■ QUESTIONS ■
1. Return the passage on federal rule benefits and costs from "Two agencies, the" to "a mere 1.2:1.", word for word.
2. Carry the passage on federal rule benefits and costs further, starting after its final sentence.

■ TEXT BLOCK ■
- - - -

Two agencies, the Food and Drug Administration and the Labor Department, had positive benefit-cost ratios but negative net benefit changes. The FDA only had six rules in the sample, but cumulative net benefits declined by $181 million as rulemakings progressed from the proposed to the final rule stage. In its Poultry Slaughter Inspection Rule, costs increased by only $5 million, but benefits declined by more than $340 million. Thus, the benefit-cost ratio went from 18:1 to a mere 1.2:1.

The Labor Department largely suffered because of net benefit declines to its controversial Fiduciary Rule for investment advisers, thanks to a massive increase in estimated costs. In the proposed version, costs were just $570 million; however, the final rule estimated burdens at $1.9 billion. Benefits did increase from $3 billion to $3.4 billion, but the benefit-cost ratio declined from 5.2:1 to 1.7:1. The agency gained largely from its Silica Rule, which managed to turn a proposal with $2.8 billion in net benefits into a final rule with $3.7 billion in net benefits. Despite those gains, the benefit-cost ratio declined from 5.2:1 to 4.5:1.

Explanations / This discussion largely illustrates that improvements in net benefits don’t equate to a more favorable cost-benefit ratio. The opposite is true as well. Although they are sometimes used synonymously, plenty of rulemakings can improve ratios while also narrowing the gap between benefits and costs. Likewise, agencies can drastically improve net benefits but the overall ratio can decline.

As noted, this is largely a function of rising benefits or declining costs. It appears from the data that costs are more prone to fall and benefits are more likely to rise, resulting in an increase in net benefits. Overall, regulators increased benefits in 39 rules from proposed to final stage, compared to 36 times for costs. With regard to net change, the cumulative benefits in the sample increased by more than $9 billion from proposed to final rule, but costs declined by $4.3 billion. The average rule in the sample gained $127 million in benefits, but lost $61 million in costs.

- - - -

■ DATA TO EXAMINE ■
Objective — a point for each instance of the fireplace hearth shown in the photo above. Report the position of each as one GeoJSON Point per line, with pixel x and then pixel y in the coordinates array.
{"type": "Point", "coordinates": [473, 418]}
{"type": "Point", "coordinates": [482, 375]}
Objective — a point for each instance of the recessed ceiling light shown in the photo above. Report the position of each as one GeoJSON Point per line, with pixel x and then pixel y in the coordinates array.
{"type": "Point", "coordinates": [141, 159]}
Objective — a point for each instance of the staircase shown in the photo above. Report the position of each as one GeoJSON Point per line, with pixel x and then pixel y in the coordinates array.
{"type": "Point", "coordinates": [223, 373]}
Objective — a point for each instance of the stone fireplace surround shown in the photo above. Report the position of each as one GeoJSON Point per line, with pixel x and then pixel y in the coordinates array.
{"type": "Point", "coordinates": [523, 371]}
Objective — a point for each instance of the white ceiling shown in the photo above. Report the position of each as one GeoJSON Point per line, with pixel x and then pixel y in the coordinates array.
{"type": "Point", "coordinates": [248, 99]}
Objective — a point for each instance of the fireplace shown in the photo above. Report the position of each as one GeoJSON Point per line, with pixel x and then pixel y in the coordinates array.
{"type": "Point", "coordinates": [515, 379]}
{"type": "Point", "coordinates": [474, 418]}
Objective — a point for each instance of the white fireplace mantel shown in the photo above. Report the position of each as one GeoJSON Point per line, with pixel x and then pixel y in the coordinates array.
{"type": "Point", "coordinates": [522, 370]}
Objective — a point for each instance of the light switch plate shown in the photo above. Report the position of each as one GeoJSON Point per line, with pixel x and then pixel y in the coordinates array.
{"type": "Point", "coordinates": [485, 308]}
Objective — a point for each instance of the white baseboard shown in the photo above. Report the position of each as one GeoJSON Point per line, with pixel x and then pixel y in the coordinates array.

- - - -

■ RESPONSES BY ITEM NUMBER ■
1.
Two agencies, the Food and Drug Administration and the Labor Department, had positive benefit-cost ratios but negative net benefit changes. The FDA only had six rules in the sample, but cumulative net benefits declined by $181 million as rulemakings progressed from the proposed to the final rule stage. In its Poultry Slaughter Inspection Rule, costs increased by only $5 million, but benefits declined by more than $340 million. Thus, the benefit-cost ratio went from 18:1 to a mere 1.2:1.

2.
Does this mean that regulators often tap the “inexhaustible well of regulatory co-benefits” while finding ways to ease compliance burdens during the notice-and-comment period? It’s unclear. The largest rule in the sample, the proposed Ozone Rule, lost $13.6 billion in costs from the proposed to final stage, but benefits also declined by $33 billion. The MATS rule also shed $1.3 billion in costs during the process.

Improvements in net benefits do not necessarily equate to a more favorable cost-benefit ratio. The opposite is true as well.

One could assume that agencies begin a major rulemaking by proposing one of the strongest regulations possible, leaving room to remove compliance burdens to placate industry. However, if this were true, why do benefits increase more frequently and with a greater magnitude than costs? Perhaps agencies have broad discretion with benefits as well, able to appease environmentalists and special interests by touting higher health benefits with the final rule? It is notable that the FDA, one of the major agencies without access to particulate matter and ozone benefits, has one of the lowest benefit-cost ratios among the agencies studied.

Conclusion / The short answer to the title of this article is the Department of Energy, which improved the benefit-cost ratio in 65% of its rulemakings and increased net benefits by $5.9 billion. Yet that is hardly the entire story; explaining why benefits and costs vary so much within a rulemaking’s life is far more important than noticing that they fluctuate wildly.

Still, the trends across this sample are interesting. For observers who complain that public comments don’t move the needle on regulatory burdens, there is evidence that costs often decline, dropping by $4.3 billion in the sample. Benefits, on the other hand, seem to evolve and grow, gaining more than $9 billion.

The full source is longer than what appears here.